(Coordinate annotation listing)

________________________

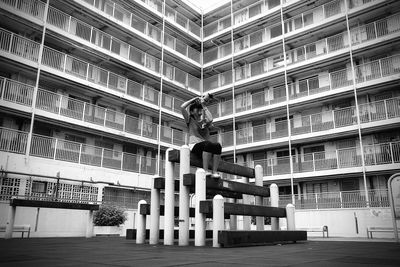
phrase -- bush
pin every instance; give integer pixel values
(109, 216)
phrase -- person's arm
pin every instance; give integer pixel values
(184, 107)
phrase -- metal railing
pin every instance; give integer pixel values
(305, 53)
(117, 47)
(336, 200)
(58, 149)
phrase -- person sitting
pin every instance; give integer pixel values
(199, 121)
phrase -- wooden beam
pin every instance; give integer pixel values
(226, 167)
(252, 238)
(244, 209)
(159, 183)
(145, 210)
(53, 204)
(228, 186)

________________________

◆ **REQUIRED TASK**:
Write out every line of the listing again, requests included, with each coordinate value in the answers multiplied by 0.45 and rounded to the nearest whole number, halves rounded up. Omit the pictures from your output.

◆ **RESPONSE TO THE EXERCISE**:
phrase -- bush
pin every instance; give integer pixel values
(49, 97)
phrase -- person's arm
pin every instance; give integer pixel values
(83, 48)
phrase -- metal railing
pin every instance; give integer pixel values
(137, 24)
(53, 21)
(151, 90)
(26, 67)
phrase -- person sitting
pin every instance; give integer pixel values
(90, 54)
phrase -- wooden beam
pin every instance; give integer pixel values
(102, 75)
(113, 107)
(110, 94)
(72, 82)
(65, 95)
(24, 92)
(103, 84)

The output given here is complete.